━━ Task material

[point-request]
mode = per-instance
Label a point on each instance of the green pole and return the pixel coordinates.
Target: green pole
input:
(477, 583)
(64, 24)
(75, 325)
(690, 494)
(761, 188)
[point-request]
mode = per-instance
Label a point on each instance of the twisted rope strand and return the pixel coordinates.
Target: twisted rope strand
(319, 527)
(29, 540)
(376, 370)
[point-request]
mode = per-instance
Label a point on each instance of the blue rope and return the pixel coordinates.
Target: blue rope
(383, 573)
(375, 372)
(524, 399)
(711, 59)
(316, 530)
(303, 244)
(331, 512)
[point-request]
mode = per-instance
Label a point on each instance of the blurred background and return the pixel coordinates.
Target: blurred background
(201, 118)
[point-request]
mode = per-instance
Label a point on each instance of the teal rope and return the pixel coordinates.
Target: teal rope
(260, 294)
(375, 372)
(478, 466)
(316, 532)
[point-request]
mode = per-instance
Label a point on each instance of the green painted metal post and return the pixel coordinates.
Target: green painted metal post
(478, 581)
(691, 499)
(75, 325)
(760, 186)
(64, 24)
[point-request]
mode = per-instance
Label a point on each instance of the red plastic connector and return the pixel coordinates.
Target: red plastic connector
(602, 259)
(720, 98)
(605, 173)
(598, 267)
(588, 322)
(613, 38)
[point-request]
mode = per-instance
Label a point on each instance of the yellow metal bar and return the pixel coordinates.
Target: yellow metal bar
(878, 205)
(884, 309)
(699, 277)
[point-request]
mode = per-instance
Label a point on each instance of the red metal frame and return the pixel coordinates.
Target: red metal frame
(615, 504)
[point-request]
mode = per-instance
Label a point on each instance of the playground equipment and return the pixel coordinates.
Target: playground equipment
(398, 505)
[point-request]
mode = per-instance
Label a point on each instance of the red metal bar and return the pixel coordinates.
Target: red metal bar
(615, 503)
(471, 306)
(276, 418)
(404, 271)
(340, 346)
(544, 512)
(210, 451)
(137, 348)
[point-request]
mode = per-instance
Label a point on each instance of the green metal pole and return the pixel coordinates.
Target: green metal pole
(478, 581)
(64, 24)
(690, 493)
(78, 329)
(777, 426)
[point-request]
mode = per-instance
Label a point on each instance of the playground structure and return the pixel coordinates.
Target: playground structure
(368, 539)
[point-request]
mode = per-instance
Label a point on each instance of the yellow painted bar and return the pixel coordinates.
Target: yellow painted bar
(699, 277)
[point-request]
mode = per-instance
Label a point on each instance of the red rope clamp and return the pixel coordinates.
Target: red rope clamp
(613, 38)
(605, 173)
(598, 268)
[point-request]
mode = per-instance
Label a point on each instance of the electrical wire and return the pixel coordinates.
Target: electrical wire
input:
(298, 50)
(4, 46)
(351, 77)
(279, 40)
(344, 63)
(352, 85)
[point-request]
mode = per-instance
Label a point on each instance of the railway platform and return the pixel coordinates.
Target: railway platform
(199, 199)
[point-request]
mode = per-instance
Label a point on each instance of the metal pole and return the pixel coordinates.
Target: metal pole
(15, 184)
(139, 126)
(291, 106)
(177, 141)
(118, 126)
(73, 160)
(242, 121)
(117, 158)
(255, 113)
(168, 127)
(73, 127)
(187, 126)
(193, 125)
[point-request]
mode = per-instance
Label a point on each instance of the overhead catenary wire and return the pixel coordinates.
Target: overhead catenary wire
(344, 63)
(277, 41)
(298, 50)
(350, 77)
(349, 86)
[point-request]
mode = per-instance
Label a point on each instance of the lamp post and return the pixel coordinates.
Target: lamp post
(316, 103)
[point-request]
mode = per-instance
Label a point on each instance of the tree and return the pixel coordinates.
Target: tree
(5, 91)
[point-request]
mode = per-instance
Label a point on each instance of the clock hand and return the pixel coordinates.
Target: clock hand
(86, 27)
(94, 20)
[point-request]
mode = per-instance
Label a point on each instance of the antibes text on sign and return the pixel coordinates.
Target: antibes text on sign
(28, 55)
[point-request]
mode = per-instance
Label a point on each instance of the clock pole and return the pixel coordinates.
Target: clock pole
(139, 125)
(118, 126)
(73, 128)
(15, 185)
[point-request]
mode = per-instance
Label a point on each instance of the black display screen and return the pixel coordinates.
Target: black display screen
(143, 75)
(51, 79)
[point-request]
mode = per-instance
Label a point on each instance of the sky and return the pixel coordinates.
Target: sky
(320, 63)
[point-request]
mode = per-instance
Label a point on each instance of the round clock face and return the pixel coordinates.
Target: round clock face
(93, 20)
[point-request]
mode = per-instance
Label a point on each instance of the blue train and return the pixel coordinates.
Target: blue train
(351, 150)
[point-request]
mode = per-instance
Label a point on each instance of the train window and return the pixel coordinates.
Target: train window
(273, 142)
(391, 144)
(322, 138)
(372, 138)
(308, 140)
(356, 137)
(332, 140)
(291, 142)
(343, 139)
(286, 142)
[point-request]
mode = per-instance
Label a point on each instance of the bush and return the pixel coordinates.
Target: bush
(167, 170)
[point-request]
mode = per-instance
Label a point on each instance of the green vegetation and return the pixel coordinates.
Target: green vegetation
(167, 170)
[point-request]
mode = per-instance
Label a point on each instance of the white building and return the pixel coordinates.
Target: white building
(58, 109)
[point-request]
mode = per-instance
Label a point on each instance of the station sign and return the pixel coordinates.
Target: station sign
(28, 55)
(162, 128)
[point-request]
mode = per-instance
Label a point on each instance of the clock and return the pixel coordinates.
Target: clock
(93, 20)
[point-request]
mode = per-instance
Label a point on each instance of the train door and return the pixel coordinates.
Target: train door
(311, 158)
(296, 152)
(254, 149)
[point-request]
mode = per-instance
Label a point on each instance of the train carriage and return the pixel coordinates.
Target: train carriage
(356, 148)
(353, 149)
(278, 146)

━━━━

From the records above, extract every entry exactly as given.

* [Answer to the exercise]:
[point-request]
mode = per-instance
Label a point on each instance of the green pole and return the pixel coordinates.
Target: green pole
input:
(477, 583)
(64, 24)
(75, 325)
(690, 494)
(761, 188)
[point-request]
mode = per-instance
Label a point on each instance of the twisted rope strand and return the pixel coordinates.
Target: twisted rope strand
(319, 527)
(29, 540)
(376, 370)
[point-request]
mode = per-instance
Label a point on each instance of the blue rope and return the pixel coordinates.
Target: blue rope
(383, 573)
(375, 372)
(524, 399)
(711, 59)
(316, 530)
(303, 244)
(331, 512)
[point-request]
mode = per-instance
Label a point on each instance of the blurred background and return the pixel coordinates.
Target: blurred background
(201, 118)
[point-request]
mode = per-instance
Label a point on each instance of the teal rope and return the pixel coordinates.
Target: teal rope
(260, 294)
(375, 372)
(478, 466)
(316, 532)
[point-request]
mode = per-instance
Label a point on each instance of the green painted metal post and return the pixel coordinates.
Target: green painted metal post
(478, 581)
(691, 499)
(75, 325)
(760, 186)
(64, 24)
[point-request]
mode = per-instance
Label a point on each instance of the red plastic connector and return the pixel coordinates.
Target: red plastic connector
(602, 259)
(720, 98)
(605, 173)
(598, 267)
(588, 322)
(613, 38)
[point-request]
mode = per-instance
Label a point on each instance of the yellow metal bar and return the pixel coordinates.
Target: yellow metal bar
(878, 205)
(884, 309)
(699, 277)
[point-request]
mode = per-instance
Label a point on each instance of the red metal frame and return the pixel coordinates.
Target: red metal frame
(615, 504)
[point-request]
mode = per-instance
Label a point on each instance of the playground equipment and return the pixel coordinates.
Target: playground equipment
(398, 505)
[point-request]
mode = per-instance
Label a point on each instance of the red metal bar and return the pixel coordinates.
Target: red metal bar
(615, 503)
(471, 306)
(276, 418)
(404, 271)
(340, 346)
(544, 512)
(210, 451)
(137, 348)
[point-request]
mode = per-instance
Label a point on each instance of the green metal pole and return the pixel coordinates.
Target: green metal pole
(478, 581)
(64, 24)
(690, 493)
(78, 329)
(777, 426)
[point-request]
mode = per-instance
Label a point on each instance of the playground structure and return the pixel coordinates.
Target: playground structure
(368, 539)
[point-request]
mode = per-instance
Label a point on each instance of the yellow painted bar and return the pixel coordinates.
Target: yellow painted bar
(699, 277)
[point-request]
mode = per-instance
Label a point on each instance of the red rope clamp and return the pixel coordinates.
Target: red rope clamp
(613, 38)
(605, 173)
(598, 268)
[point-request]
mode = per-instance
Label a point on each instance of the electrical wire and return the pixel coordinates.
Target: electrical wire
input:
(298, 50)
(4, 46)
(351, 77)
(279, 40)
(344, 63)
(352, 85)
[point-request]
mode = per-instance
Label a point on each instance of the railway platform and return the pixel coordinates.
Target: railway platform
(199, 199)
[point-request]
mode = per-instance
Label a point on each instance of the metal pole and return the pixel coordinates.
Target: metal pole
(15, 184)
(139, 126)
(291, 106)
(177, 141)
(118, 126)
(73, 160)
(242, 121)
(117, 158)
(255, 113)
(168, 127)
(73, 127)
(187, 126)
(193, 125)
[point-request]
mode = per-instance
Label a point on each instance of the overhead catenary wire and return the pixel coordinates.
Target: overhead catenary wire
(344, 63)
(277, 41)
(298, 50)
(350, 77)
(349, 86)
[point-request]
mode = per-instance
Label a point on each instance of the lamp post and return the pixel coordinates.
Target: lamp post
(316, 103)
[point-request]
mode = per-instance
Label a point on each instance of the tree and return the pixel coordinates.
Target: tree
(5, 91)
[point-request]
mode = per-instance
Label a point on each instance of the clock hand and return the pixel coordinates.
Target: clock hand
(86, 27)
(94, 20)
[point-request]
mode = per-instance
Label a point on each instance of the antibes text on sign and return the pixel coordinates.
Target: antibes text on sign
(28, 55)
[point-request]
mode = per-instance
Label a point on each instance of the clock pole and return the pixel coordinates.
Target: clock pole
(139, 125)
(118, 126)
(73, 128)
(15, 185)
[point-request]
mode = per-instance
Label a point on each instance of the black display screen and return the pixel coordinates.
Target: black display screen
(143, 75)
(51, 79)
[point-request]
mode = per-instance
Label a point on each instance of the sky and return the pixel coordinates.
Target: sky
(320, 63)
[point-request]
mode = per-instance
Label a point on each instance of the round clock face and return the pixel coordinates.
Target: round clock face
(93, 20)
[point-request]
mode = per-instance
Label a point on each instance of the blue train and return the pixel coordinates.
Target: blue train
(351, 150)
[point-request]
mode = per-instance
Label a point on each instance of the train window and return the pixel coordinates.
Target: train window
(273, 142)
(391, 144)
(322, 138)
(372, 138)
(308, 140)
(356, 137)
(332, 140)
(291, 142)
(343, 139)
(286, 142)
[point-request]
mode = per-instance
Label a point on each instance of the bush and return the pixel coordinates.
Target: bush
(167, 170)
[point-request]
mode = per-instance
Label a point on each instance of the green vegetation and return the pixel coordinates.
Target: green vegetation
(167, 170)
[point-request]
mode = per-instance
Label a point on each instance of the white building and return the pixel coordinates.
Target: white building
(58, 109)
[point-request]
mode = per-instance
Label a point on each instance of the station sign and return the pixel coordinates.
Target: station sign
(28, 55)
(162, 128)
[point-request]
mode = per-instance
Label a point on each instance of the clock and return the pixel coordinates.
Target: clock
(93, 20)
[point-request]
mode = per-instance
Label a point on each instance of the train door and return the pixel coordinates.
Target: train door
(311, 158)
(296, 152)
(254, 149)
[point-request]
mode = per-instance
Label a point on each instance of the train carriage and return the pixel coordinates.
Target: train carriage
(356, 148)
(353, 149)
(278, 146)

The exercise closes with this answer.